[Saved entries]
_ _ _ _ _ _ _

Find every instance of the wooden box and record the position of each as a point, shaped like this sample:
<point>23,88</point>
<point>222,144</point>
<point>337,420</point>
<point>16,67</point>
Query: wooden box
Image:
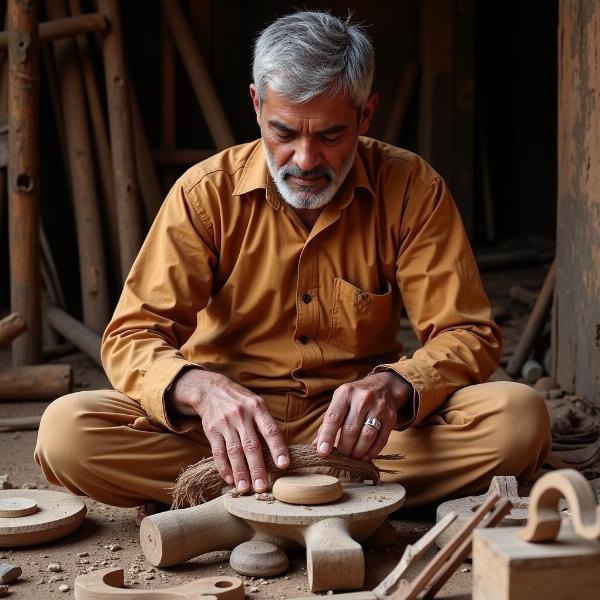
<point>505,567</point>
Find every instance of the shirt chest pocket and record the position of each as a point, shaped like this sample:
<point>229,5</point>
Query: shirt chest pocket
<point>359,319</point>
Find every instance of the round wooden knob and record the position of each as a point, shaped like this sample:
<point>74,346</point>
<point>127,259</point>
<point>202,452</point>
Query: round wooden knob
<point>258,559</point>
<point>17,507</point>
<point>307,488</point>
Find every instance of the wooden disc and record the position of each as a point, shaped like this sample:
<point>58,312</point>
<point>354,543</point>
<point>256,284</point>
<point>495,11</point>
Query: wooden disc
<point>259,559</point>
<point>307,488</point>
<point>359,502</point>
<point>17,507</point>
<point>57,515</point>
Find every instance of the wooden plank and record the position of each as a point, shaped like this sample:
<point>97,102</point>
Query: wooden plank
<point>577,335</point>
<point>23,180</point>
<point>121,139</point>
<point>64,28</point>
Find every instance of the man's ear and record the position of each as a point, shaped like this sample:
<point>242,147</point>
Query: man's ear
<point>367,113</point>
<point>255,101</point>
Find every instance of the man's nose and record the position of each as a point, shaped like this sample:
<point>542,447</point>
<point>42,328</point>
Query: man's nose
<point>307,155</point>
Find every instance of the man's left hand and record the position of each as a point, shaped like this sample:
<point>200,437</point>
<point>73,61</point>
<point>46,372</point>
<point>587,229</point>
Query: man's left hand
<point>376,396</point>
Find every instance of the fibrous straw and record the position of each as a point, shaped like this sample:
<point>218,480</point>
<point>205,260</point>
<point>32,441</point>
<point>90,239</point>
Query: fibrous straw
<point>201,482</point>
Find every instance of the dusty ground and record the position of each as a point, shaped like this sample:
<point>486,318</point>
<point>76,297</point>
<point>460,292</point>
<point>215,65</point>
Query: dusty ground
<point>105,525</point>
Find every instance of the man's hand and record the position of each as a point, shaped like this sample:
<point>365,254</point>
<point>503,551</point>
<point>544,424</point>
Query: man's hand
<point>379,395</point>
<point>232,419</point>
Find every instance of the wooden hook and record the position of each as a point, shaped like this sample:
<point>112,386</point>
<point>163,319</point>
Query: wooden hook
<point>543,523</point>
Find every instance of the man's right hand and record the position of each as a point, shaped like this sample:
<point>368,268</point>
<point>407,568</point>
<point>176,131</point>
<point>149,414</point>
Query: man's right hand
<point>234,421</point>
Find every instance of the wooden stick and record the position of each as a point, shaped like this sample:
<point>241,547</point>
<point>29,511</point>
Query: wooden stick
<point>121,139</point>
<point>152,196</point>
<point>503,507</point>
<point>534,325</point>
<point>404,94</point>
<point>198,73</point>
<point>92,268</point>
<point>77,333</point>
<point>37,382</point>
<point>181,156</point>
<point>11,327</point>
<point>23,177</point>
<point>101,142</point>
<point>20,423</point>
<point>64,28</point>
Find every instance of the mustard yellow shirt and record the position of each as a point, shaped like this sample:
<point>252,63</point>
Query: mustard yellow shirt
<point>230,279</point>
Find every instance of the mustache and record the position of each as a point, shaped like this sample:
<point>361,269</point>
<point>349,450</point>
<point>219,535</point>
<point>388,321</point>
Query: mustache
<point>295,171</point>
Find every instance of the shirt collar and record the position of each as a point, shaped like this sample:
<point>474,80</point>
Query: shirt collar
<point>255,175</point>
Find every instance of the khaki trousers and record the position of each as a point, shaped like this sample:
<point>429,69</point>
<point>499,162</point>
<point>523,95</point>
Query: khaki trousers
<point>101,444</point>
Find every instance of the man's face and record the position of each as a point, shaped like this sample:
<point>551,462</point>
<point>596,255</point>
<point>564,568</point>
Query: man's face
<point>310,147</point>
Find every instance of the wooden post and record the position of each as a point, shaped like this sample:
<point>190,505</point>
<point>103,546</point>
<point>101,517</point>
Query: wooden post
<point>576,342</point>
<point>64,28</point>
<point>121,138</point>
<point>23,177</point>
<point>201,82</point>
<point>92,268</point>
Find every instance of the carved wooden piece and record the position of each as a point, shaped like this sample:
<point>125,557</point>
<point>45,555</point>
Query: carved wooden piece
<point>307,488</point>
<point>330,532</point>
<point>259,559</point>
<point>543,561</point>
<point>57,515</point>
<point>106,584</point>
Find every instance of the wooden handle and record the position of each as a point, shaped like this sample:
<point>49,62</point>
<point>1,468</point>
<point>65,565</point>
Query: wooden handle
<point>334,560</point>
<point>543,523</point>
<point>175,536</point>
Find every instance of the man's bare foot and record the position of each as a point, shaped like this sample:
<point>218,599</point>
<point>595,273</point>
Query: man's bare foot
<point>150,508</point>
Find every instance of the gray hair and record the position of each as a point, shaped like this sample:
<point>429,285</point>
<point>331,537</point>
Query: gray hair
<point>306,54</point>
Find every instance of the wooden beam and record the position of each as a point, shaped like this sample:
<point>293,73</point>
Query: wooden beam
<point>23,182</point>
<point>576,340</point>
<point>198,73</point>
<point>64,28</point>
<point>121,138</point>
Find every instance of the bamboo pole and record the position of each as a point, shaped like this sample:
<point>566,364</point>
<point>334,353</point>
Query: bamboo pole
<point>150,186</point>
<point>121,137</point>
<point>101,142</point>
<point>201,82</point>
<point>23,177</point>
<point>64,28</point>
<point>36,382</point>
<point>92,268</point>
<point>11,327</point>
<point>77,333</point>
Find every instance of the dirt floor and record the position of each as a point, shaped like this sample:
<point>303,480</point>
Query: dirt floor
<point>89,547</point>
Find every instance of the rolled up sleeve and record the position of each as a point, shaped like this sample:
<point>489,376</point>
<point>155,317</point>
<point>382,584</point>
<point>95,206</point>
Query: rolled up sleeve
<point>169,283</point>
<point>445,302</point>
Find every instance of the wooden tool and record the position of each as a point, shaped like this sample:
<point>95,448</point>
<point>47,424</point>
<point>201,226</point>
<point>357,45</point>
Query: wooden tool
<point>37,516</point>
<point>106,584</point>
<point>330,532</point>
<point>429,581</point>
<point>503,486</point>
<point>543,561</point>
<point>307,488</point>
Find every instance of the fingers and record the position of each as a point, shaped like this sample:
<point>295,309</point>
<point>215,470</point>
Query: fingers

_ _ _ _ _ _ _

> [TASK DESCRIPTION] What's needed is an exact retyping of the records, pictures excluded.

> [RESPONSE AREA]
Find every instance of the wooden box and record the position of each as a point, shaped like this sample:
<point>23,88</point>
<point>222,144</point>
<point>337,420</point>
<point>16,67</point>
Query: wooden box
Image:
<point>505,567</point>
Find every instance of the shirt chest pocket and record the position of each as a point, shaped like this sample:
<point>229,5</point>
Query: shirt chest pocket
<point>359,319</point>
Find every instance of the round wooden knob and record the position of each as a point, shaped like this sample:
<point>74,346</point>
<point>127,259</point>
<point>202,452</point>
Query: round wooden knob
<point>258,559</point>
<point>17,507</point>
<point>307,488</point>
Find every instance of the wooden disc and record the position of each as a point, shaped like this sample:
<point>58,312</point>
<point>354,543</point>
<point>256,284</point>
<point>495,11</point>
Query: wooden disc
<point>259,559</point>
<point>307,488</point>
<point>359,502</point>
<point>17,507</point>
<point>57,515</point>
Find every instance of the wooden plank and record the position of each as a point, shaped like this sample:
<point>97,102</point>
Query: wooden plank
<point>577,335</point>
<point>23,180</point>
<point>121,139</point>
<point>64,28</point>
Find every instance of the man's ear and record the position of each as a point, shaped like this sample:
<point>242,147</point>
Query: man's ear
<point>367,113</point>
<point>255,101</point>
Find every instance of the man's nose and record the position of each as a point, shaped like this sample:
<point>542,447</point>
<point>42,328</point>
Query: man's nose
<point>307,155</point>
Find every instance of the man's left hand and record the position of each as a point, shaped like this sample:
<point>200,437</point>
<point>73,61</point>
<point>46,372</point>
<point>587,229</point>
Query: man's left hand
<point>376,396</point>
Find every instance of the fibrous straw and record the position of each as a point, shaped like this sample:
<point>218,480</point>
<point>205,260</point>
<point>32,441</point>
<point>90,239</point>
Query: fibrous straw
<point>201,482</point>
Find every instance of the dusty ground and record the position of each as a point, shaped like this sample:
<point>486,318</point>
<point>76,297</point>
<point>460,292</point>
<point>215,65</point>
Query: dusty ground
<point>105,525</point>
Find every instance of the man's hand and record the position of each as a point, shaped like this sample:
<point>365,254</point>
<point>503,551</point>
<point>544,424</point>
Query: man's hand
<point>379,395</point>
<point>232,419</point>
Find every instance of the wooden hook and record the position of each as a point, shaped like this sample:
<point>112,386</point>
<point>163,319</point>
Query: wooden hook
<point>543,523</point>
Find every instance of the man's right hand and record the position of each as a point, shaped like this sample:
<point>368,268</point>
<point>407,568</point>
<point>176,131</point>
<point>149,414</point>
Query: man's right hand
<point>234,421</point>
Find every instance of the wooden stick and record the position of each as a point, shaped like this sample:
<point>241,547</point>
<point>29,511</point>
Query: wooden stick
<point>121,139</point>
<point>152,196</point>
<point>503,507</point>
<point>534,325</point>
<point>404,94</point>
<point>198,73</point>
<point>92,268</point>
<point>77,333</point>
<point>37,382</point>
<point>181,156</point>
<point>11,327</point>
<point>23,177</point>
<point>101,142</point>
<point>20,423</point>
<point>64,28</point>
Find every instance of the mustard yellow shirt and record the position of each as a point, shaped like this sample:
<point>252,63</point>
Query: mustard yellow shirt
<point>230,279</point>
Find every instance of the mustache and record the position of each as a point, shaped like this sample:
<point>361,269</point>
<point>349,450</point>
<point>219,535</point>
<point>388,321</point>
Query: mustache
<point>295,171</point>
Find every instance of the shirt collar and record the position of each as a point, shaped like this sample:
<point>474,80</point>
Query: shirt collar
<point>255,175</point>
Find every instance of the khaki trousers and record the position of each as a point, shaped like this sample:
<point>429,69</point>
<point>499,162</point>
<point>523,95</point>
Query: khaki trousers
<point>101,444</point>
Find every instance of the man's face and record the position of each as a point, shaped like this sample:
<point>551,462</point>
<point>596,255</point>
<point>564,568</point>
Query: man's face
<point>310,147</point>
Find every instance of the wooden post and record the position of each as a point, shaped like this sample:
<point>190,505</point>
<point>103,546</point>
<point>101,517</point>
Query: wooden post
<point>576,342</point>
<point>64,28</point>
<point>121,138</point>
<point>23,177</point>
<point>201,82</point>
<point>92,268</point>
Find every instance of the carved wooden piece and record the position of each as a point, shaped like this sample:
<point>125,557</point>
<point>45,555</point>
Query: carved wooden piece
<point>307,488</point>
<point>330,532</point>
<point>259,559</point>
<point>543,561</point>
<point>57,515</point>
<point>106,584</point>
Find every instance of the wooden handle and record the position of each as a point, shaped like this sample:
<point>49,62</point>
<point>1,468</point>
<point>65,565</point>
Query: wooden handle
<point>334,560</point>
<point>543,523</point>
<point>175,536</point>
Find every instance of the man's bare foot and record the position of each as a point, shaped like this sample:
<point>218,599</point>
<point>595,273</point>
Query: man's bare foot
<point>150,508</point>
Find every instance of the gray hair and record the position of each as a point, shaped like this sample:
<point>429,285</point>
<point>331,537</point>
Query: gray hair
<point>306,54</point>
Find every instance of the wooden beam and record the position of each as a point, shaped like this sample:
<point>293,73</point>
Query: wooden beam
<point>23,182</point>
<point>576,340</point>
<point>198,73</point>
<point>64,28</point>
<point>121,138</point>
Find every instance of the bamboo pole and record the position of each as a point, shaped like this sample:
<point>566,364</point>
<point>334,353</point>
Query: bamboo pole
<point>150,186</point>
<point>121,137</point>
<point>101,142</point>
<point>201,82</point>
<point>23,177</point>
<point>64,28</point>
<point>36,382</point>
<point>92,268</point>
<point>11,327</point>
<point>77,333</point>
Find every instance of the dirt floor and record the position of each as a point, shaped like this sample:
<point>303,480</point>
Query: dirt floor
<point>89,547</point>
Find every instance of the rolled up sleeve and record the position of each as a point, shaped like this sample:
<point>489,376</point>
<point>155,317</point>
<point>382,584</point>
<point>95,206</point>
Query: rolled up sleeve
<point>169,283</point>
<point>445,302</point>
Find every instance of the wooden tool and record the position of each as a point, shaped like this sample:
<point>95,448</point>
<point>47,424</point>
<point>201,226</point>
<point>357,45</point>
Query: wooden tool
<point>37,516</point>
<point>106,584</point>
<point>330,532</point>
<point>429,581</point>
<point>503,486</point>
<point>543,561</point>
<point>307,488</point>
Find every instance of the fingers and record the position of each as a point, shaped like this sample:
<point>295,309</point>
<point>215,470</point>
Query: fingers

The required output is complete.